## Selected extract:
--------------------------------

There was a time, somewhere in my past, when that term referred to winter clothing – white woolen slacks or a white sweater or blazer. I’d say a long time ago. Right now, winter white is the color of the sky, the ice, the snow, the everything. But a lot of white sky. That and grey.

A few weeks ago, in my part of the state, we had between a foot and a half to two feet of snow. Pretty, but more than anyone would ever want. Just looking outside made me want to run for the covers. And digging out is, of course, in between work. Or maybe work was in between digging out. It was exhausting and that was even with a neighbor clearing my driveway with his snow blower. I suspect, without him, my driveway would still look like this.

Inside in the evening, things were much calmer. I’d been gifted a Crate and Barrel flameless candle for Christmas and it looks so lovely in this lantern. You can forget – at least until the next morning – that this is what’s waiting outside …

Icicles. Yes, long dagger-y icicles that dare you to walk beneath them. There was just enough warmth and/or blunted sun to have them start breaking, and as I sat at my desk working, or journaling in the morning, you could hear them occasionally crashing to the ground below. When my oil delivery fellow came, I went outside to tell him to stay flush against the house, pointing up. He did …  and flattened himself. But being young, he then skated across the ice on the ground, yelling “Wheeeeee!” as he slid to the driveway and went back to his truck. I could only smile.

--------------------------------

## Given request a:
Rewrite every line of the labeling records, requests included, with each coordinate in the answers shifted up by 89, and leave out the pictures.
The records have nothing to do with the passage about winter.

--------------------------------

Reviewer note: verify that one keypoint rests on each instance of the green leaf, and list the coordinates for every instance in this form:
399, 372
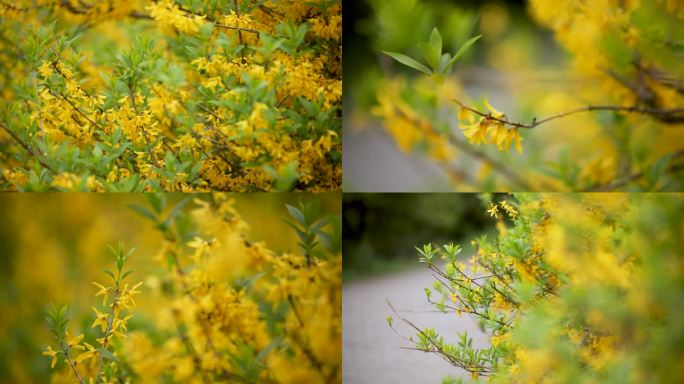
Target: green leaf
657, 170
430, 55
406, 60
296, 214
462, 50
143, 211
126, 274
436, 43
110, 273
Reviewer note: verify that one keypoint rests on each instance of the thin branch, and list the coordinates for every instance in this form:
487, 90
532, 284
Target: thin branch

--------------------------------

## Given request b:
Reproduce word for word the part of the winter passage between "Inside in the" and "could only smile.", inclusive.

## Written solution a:
Reviewer note: verify that one keypoint rests on each instance of the green leaf, and list the coordinates for every instance in this form:
399, 372
Target: green leaf
746, 259
519, 144
495, 149
385, 303
551, 139
232, 300
215, 363
525, 132
199, 362
Reviewer note: verify that one keypoint rests on each instance of the thin branch, and list the coordinates for every instance in this form:
487, 90
532, 284
Target: thin branch

## Written solution b:
Inside in the evening, things were much calmer. I’d been gifted a Crate and Barrel flameless candle for Christmas and it looks so lovely in this lantern. You can forget – at least until the next morning – that this is what’s waiting outside …

Icicles. Yes, long dagger-y icicles that dare you to walk beneath them. There was just enough warmth and/or blunted sun to have them start breaking, and as I sat at my desk working, or journaling in the morning, you could hear them occasionally crashing to the ground below. When my oil delivery fellow came, I went outside to tell him to stay flush against the house, pointing up. He did …  and flattened himself. But being young, he then skated across the ice on the ground, yelling “Wheeeeee!” as he slid to the driveway and went back to his truck. I could only smile.